▶ [What you have to do]:
Answer from the Grasshopper text:
1. Who developed Grasshopper?
2. When was its first version released, and under what title?
3. How does the Find dialog mark search hits on the canvas?

▶ [Text section]:
>>>>

Grasshopper 3D

Grasshopper is a visual programming language developed by David Rutten at Robert McNeel & Associates,^[1] that runs within the Rhinoceros 3D computer-aided design (CAD) application. Programs are created by dragging components onto a canvas. The outputs to these components are then connected to the inputs of subsequent components.

The first version of Grasshopper was released in September 2007, and titled Explicit History. Grasshopper has become part of the standard Rhino toolset in Rhino 6.0 and later.^[2]

Applications

Grasshopper is primarily used to build generative algorithms, such as for generative art.^[3][4] Many of Grasshopper's components create 3D geometry.^{[ex 1]} Programs may also contain other types of algorithms including numeric, textual,^{[ex 2]} audio-visual^{[ex 3]} and haptic applications.^{[ex 4]}

"Popular among students^{[5][6][7][8][9][10]} and professionals,^[11][12] McNeel Associate’s Rhino modelling tool is endemic in the architectural design world. The new Grasshopper environment provides an intuitive way to explore designs without having to learn to script."^[13]

— AEC Magazine

User Interface

The Find Dialog displaying metaball outlines around search results

Grasshopper features an advanced user interface. The main window consist mainly of the component 'palettes' and the 'canvas'. Since Grasshopper is a plug-in to Rhinoceros 3D, the layout of the main window is kept minimal.

GUI elements include:

• Component Palettes - All installed commands appear within component palettes, with each group of commands in one tab. Additional component palettes may be installed with various grasshopper add-ons. Commands are dragged out of these palettes onto the canvas.
• Node Based Editor - Programs are edited in grasshopper using a node-based interface. Components are dragged out of palettes, and placed onto the canvas. Each component node represents a certain function, with input and output pins. Pins can be interconnected to form programs.
• Zooming User Interface - Some objects drawn on the canvas adjust their display based on the zoom-level. This results in a less detailed view when zoomed out and additional information when zoomed in.
• Find Dialog - The search function lists both exact and similar matches. The Find dialog provides both textual and spatial feedback regarding the search hits. Objects are highlighted on the canvas by a Metaball outline and arrows on the dialog point towards the location of the search results.
• Color Picker - The in-built color picker supports and displays color values and transparency values.

<<<<

▶ [Information provided]:
>>>>

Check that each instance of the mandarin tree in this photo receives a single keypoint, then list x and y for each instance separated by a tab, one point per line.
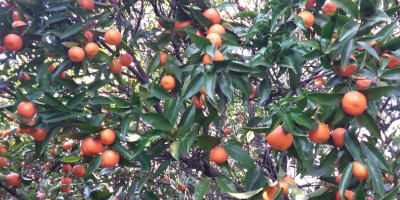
198	99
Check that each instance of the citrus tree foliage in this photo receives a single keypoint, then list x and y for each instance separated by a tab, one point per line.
279	72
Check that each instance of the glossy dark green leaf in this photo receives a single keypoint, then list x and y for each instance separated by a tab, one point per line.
366	120
376	177
202	188
159	92
349	7
353	146
188	116
239	155
93	165
207	142
345	179
75	28
329	159
162	167
325	98
157	121
225	184
70	159
375	156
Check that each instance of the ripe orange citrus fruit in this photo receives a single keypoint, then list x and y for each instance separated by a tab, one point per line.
179	24
67	145
78	171
329	8
279	140
76	54
363	82
91	146
310	3
109	158
113	37
308	18
213	15
125	59
269	193
65	189
39	134
215	39
3	161
227	131
321	134
359	171
181	187
13	179
198	103
66	168
338	177
163	58
66	180
348	194
216	28
354	103
338	137
107	136
88	35
86	4
91	49
24	77
116	68
218	155
393	62
218	57
284	184
12	42
168	82
26	110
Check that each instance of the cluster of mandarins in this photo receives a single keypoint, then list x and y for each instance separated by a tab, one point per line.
168	82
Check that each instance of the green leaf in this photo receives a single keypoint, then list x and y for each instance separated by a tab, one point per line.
391	74
93	165
154	64
366	120
329	159
325	98
265	89
349	7
226	184
345	179
207	142
376	177
70	159
300	117
375	156
251	177
75	28
391	195
162	167
188	116
203	21
246	14
157	121
89	128
95	85
202	188
194	86
239	155
159	92
175	150
246	195
353	146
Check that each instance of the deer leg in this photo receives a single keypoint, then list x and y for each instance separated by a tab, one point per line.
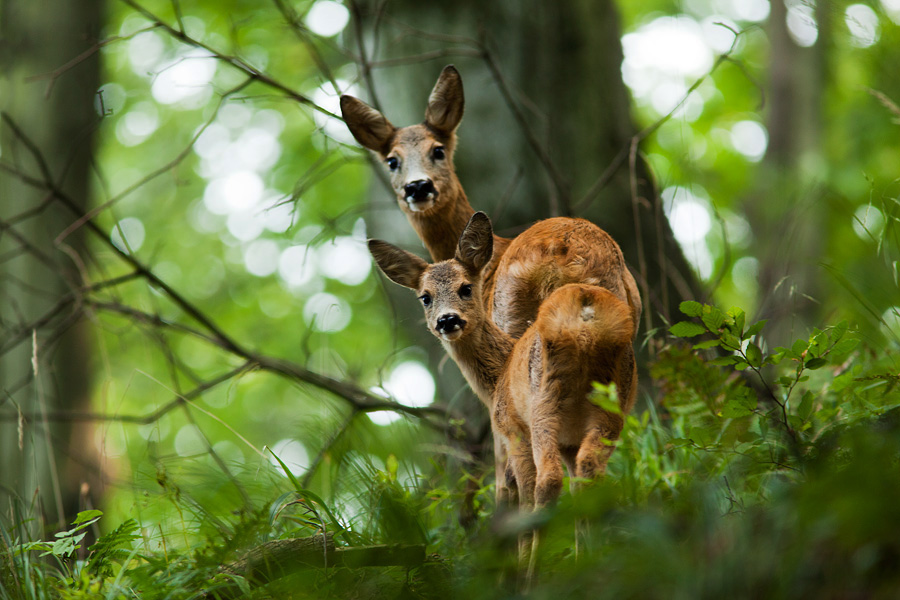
523	473
569	454
507	490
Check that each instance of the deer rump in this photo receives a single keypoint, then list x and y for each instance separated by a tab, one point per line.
582	334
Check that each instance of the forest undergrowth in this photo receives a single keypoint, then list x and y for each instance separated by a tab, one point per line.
758	473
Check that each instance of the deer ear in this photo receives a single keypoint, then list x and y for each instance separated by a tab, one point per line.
400	266
368	126
476	244
446	103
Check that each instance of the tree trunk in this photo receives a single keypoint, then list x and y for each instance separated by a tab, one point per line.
546	114
58	115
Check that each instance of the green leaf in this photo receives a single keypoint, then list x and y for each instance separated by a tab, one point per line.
838	331
754	355
841	382
741	405
816	363
713	317
738	318
686	329
730	342
706	345
87	515
724	361
755	328
843	347
806	406
691	308
680	442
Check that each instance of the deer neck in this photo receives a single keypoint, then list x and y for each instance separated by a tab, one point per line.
482	356
440	229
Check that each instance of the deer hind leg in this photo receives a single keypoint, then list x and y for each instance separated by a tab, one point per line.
507	490
569	454
548	464
590	464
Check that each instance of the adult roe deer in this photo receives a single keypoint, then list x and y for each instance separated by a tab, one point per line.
537	387
524	271
419	159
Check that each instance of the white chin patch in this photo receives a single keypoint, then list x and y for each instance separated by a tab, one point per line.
451	335
419	206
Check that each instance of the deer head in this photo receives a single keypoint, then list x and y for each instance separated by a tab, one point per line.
419	158
450	291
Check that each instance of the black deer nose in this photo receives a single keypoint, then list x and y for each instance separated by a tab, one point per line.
449	322
419	190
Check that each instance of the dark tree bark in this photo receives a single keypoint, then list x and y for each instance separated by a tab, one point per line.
57	114
547	113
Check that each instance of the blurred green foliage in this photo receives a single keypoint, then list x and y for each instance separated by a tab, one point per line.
750	471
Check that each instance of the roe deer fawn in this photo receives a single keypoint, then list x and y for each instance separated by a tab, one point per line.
419	159
536	387
524	271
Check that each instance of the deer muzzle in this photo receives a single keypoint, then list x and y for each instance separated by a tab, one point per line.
420	190
450	326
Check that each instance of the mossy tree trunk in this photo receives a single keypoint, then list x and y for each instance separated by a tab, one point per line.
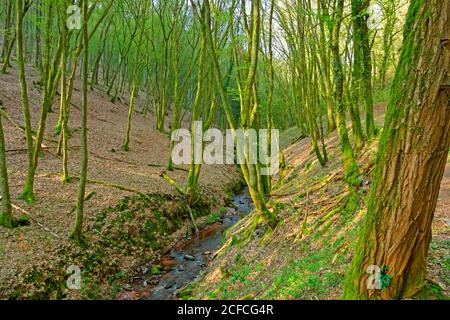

<<<<

▶ [Solution to the exercise]:
1. David Rutten at Robert McNeel & Associates.
2. In September 2007, titled Explicit History.
3. With a Metaball outline.